■ EXTRACTED TEXT

We are not flinching away from you at the slightest touch because we don’t love you anymore. We are just struggling to control our inner thermostat and you are not helping. By touching us or cuddling us in a warm moment, you are sending our heat levels to ‘hell’s furnace’ as we struggle to regulate our own temperature, let alone the addition of yours.

For years you have been moaning at us to turn the heating down, and now you are moaning at us because we have. We can’t win, can we? But right now we are hot stuff in bed, and not in the way you’d like … easy tiger! We will wake up in the night drenched in our own sweat. We will sleep on top of the covers, naked, in a room that you complain is like an icebox but we will still be too hot.
Put a jumper on and move away from the fans and open windows. Snuggle up under a fluffy throw on the sofa – we’ll even join you in between the blasts of heat.
We Feel Awkward and Ugly
In our teens we felt gangly and awkward as we got taller and grew boobs. Once the greasy hair and spotty face phase had passed, we spent a couple of decades pretty content with who we were and what we looked like … although probably didn’t appreciate it enough at the time.
You will have fallen in love with us in that confident phase, when the world was at our feet and we felt invincible. Together, we have taken on everything life has thrown at us and got through the other side. Just as we have got all our shit together, perimenopause kicks in and fucks it all up again.
We get forgetful and it scares us. We start to experience aches and pains in our bodies. We get clumsy and worry about falling over. Our weightloss struggles accelerate to a full scale war as we suddenly find it impossible to lose weight no matter how hard we try. In a cruel twist, the hair on the tops of our heads will start to fall out in huge clumps each time we brush our hair, yet stubble will sprout on our chins and necks at a speed to rival your own facial hair growth.

Feeling ugly, bloated and hairy (in the wrong places) and often sweating buckets, our confidence is lost as we feel bald and ugly. We then question how you can love us if we hate what we see in the mirror. Don’t be afraid to remind us we are beautiful. We probably don’t want sex with you either right now, so don’t get all flirty with us. Just be kind, make us feel special, stroke our ego and not our boobs (they are sprouting hairs too).

■ RECORDED INFORMATION
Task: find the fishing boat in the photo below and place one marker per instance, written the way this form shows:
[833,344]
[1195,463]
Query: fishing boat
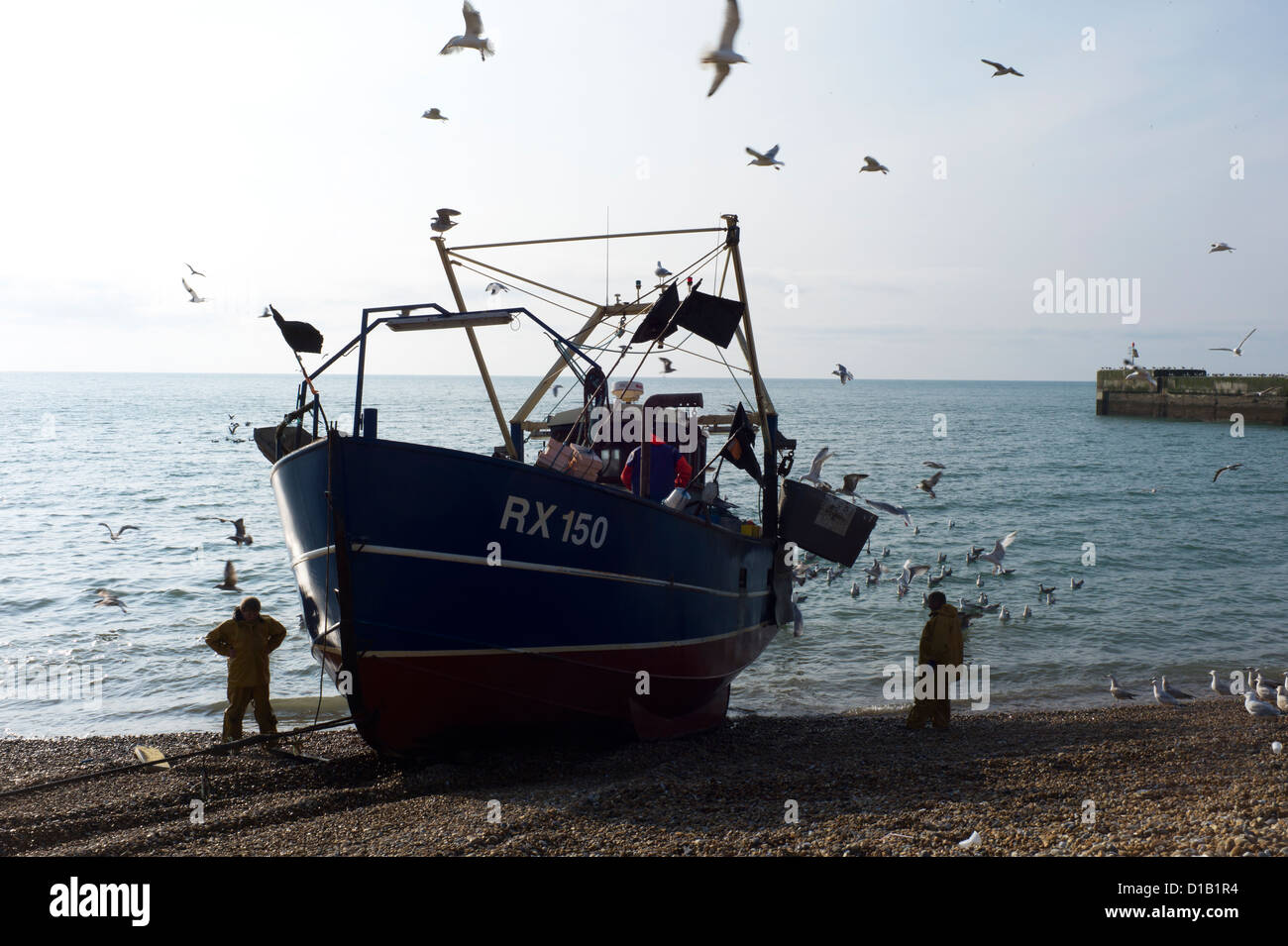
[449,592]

■ THINGS TO DO
• a. In the perimenopause passage, where does it say the writers will sleep, even in a room the partner calls an icebox?
• b. Reproduce part of the perimenopause passage word for word, starting at the words "We get forgetful" and stopping after "facial hair growth.".
• c. Write the next part of the perimenopause passage, following on from its final sentence.

■ ANSWERS TO THE PROBLEMS
• a. On top of the covers, naked.

• b.
We get forgetful and it scares us. We start to experience aches and pains in our bodies. We get clumsy and worry about falling over. Our weightloss struggles accelerate to a full scale war as we suddenly find it impossible to lose weight no matter how hard we try. In a cruel twist, the hair on the tops of our heads will start to fall out in huge clumps each time we brush our hair, yet stubble will sprout on our chins and necks at a speed to rival your own facial hair growth.

• c.
It’s Not Forever
While you need to be prepared for the long haul, this is not forever. It’s a transition and we need to know you’ve got our backs. Perimenopause is the stage before menopause and I’m afraid this shit-show can last for up to 10 years! But don’t be alarmed. My symptoms arrived in stealth, so I was a good 2 or even 3 years into it before I knew what it was.
And don’t think it’s all over because we haven’t had a period for a few months. This is all a bit of a guessing game, and we aren’t officially in ‘menopause’ until we have not had a period for 12 months. Each woman is going to experience things differently, so comparing notes with your male friends or what your Mum or Sister went through won’t really help. We all have different tolerance levels and coping mechanisms.

You might think we are just looking forward to a feeling of relief that we will no longer have periods, but to be honest it’s not that simple. There are so many things we need to cope with – my first signs were forgetfulness and right now I can only describe how I feel as being in a puberty/dementia mash-up. This is going to take a while and it’s a bit of a crappy process for us both I’m afraid.
We hope this has given you a bit of an insight, chaps. We totally appreciate that you feel like you are tiptoeing blind through a perimenopausal-minefield with nobody yelling at you when you need to duck for cover. Bear with us – this isn’t forever. We might not be ourselves at the moment, but it’s no picnic for us either. Be our rock, our guiding light, a hand to hold (if it’s cool enough) and our shoulder to weep on.
With a bit of understanding (and giving us a wide berth now and then), we’ll get through this together and eventually you’ll get your better half back again. We want her back as much as you do!